**Activity**
When you reach the line containing "Query: chair backrest" in the data below, begin returning lines exactly as written, and stop once the line containing "Definition first: for each instance of the chair seat, the" has been returned.

**Records for the exercise**
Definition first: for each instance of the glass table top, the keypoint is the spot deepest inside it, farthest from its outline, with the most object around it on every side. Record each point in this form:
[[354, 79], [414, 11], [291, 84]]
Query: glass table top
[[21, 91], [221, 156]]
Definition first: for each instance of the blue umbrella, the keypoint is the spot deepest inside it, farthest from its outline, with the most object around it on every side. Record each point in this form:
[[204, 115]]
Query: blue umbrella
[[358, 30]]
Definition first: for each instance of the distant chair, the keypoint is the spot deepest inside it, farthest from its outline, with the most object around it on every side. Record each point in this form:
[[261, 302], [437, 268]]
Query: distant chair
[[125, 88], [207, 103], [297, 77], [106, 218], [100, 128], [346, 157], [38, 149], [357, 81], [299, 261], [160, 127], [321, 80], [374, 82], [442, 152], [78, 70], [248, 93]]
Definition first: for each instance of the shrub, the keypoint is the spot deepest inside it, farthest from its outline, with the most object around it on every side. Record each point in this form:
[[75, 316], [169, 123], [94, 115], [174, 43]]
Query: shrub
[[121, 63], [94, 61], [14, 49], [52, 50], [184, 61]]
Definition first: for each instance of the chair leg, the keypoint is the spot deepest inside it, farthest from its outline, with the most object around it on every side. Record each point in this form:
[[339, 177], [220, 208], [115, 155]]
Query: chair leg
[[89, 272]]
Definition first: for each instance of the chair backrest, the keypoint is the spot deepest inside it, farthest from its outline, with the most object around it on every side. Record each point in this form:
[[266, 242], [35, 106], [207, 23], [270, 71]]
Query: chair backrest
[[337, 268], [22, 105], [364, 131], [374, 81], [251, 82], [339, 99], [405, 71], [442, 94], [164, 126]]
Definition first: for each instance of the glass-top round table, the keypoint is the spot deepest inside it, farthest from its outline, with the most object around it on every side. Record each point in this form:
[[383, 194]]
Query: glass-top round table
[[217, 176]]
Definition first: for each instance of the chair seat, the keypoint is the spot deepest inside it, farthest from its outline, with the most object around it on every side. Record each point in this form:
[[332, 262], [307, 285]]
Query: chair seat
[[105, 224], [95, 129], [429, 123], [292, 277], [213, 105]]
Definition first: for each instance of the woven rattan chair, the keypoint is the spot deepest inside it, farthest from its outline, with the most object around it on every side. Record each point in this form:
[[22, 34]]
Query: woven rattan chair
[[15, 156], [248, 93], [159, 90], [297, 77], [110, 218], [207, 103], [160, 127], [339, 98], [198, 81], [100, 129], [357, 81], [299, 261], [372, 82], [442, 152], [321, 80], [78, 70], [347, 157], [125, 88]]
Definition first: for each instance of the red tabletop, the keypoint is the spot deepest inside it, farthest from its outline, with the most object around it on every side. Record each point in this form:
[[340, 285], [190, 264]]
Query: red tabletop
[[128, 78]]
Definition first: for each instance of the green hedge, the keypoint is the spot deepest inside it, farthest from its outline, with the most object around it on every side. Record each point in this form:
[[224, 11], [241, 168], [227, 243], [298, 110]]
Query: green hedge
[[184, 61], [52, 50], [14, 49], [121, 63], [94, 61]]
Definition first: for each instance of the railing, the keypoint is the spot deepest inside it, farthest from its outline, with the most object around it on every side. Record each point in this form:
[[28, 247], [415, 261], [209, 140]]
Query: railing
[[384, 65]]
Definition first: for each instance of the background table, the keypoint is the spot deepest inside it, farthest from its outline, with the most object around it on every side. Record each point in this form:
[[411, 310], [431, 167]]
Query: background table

**Exercise response**
Query: chair backrest
[[337, 268], [22, 105], [364, 131], [374, 81], [251, 82], [339, 99], [405, 71], [442, 94], [164, 126]]
Definition first: for each instance of the glass-top round table, the keypoint is the spot deepest inside it, farthest from its outline, with the most object around it on every side. Record each point in this form:
[[383, 194]]
Query: glass-top round table
[[217, 176]]
Definition first: for each instance of the chair seat, the keypoint is the spot deepest inside it, farthest from its outline, with the most object around it on every side. Record each point in this form:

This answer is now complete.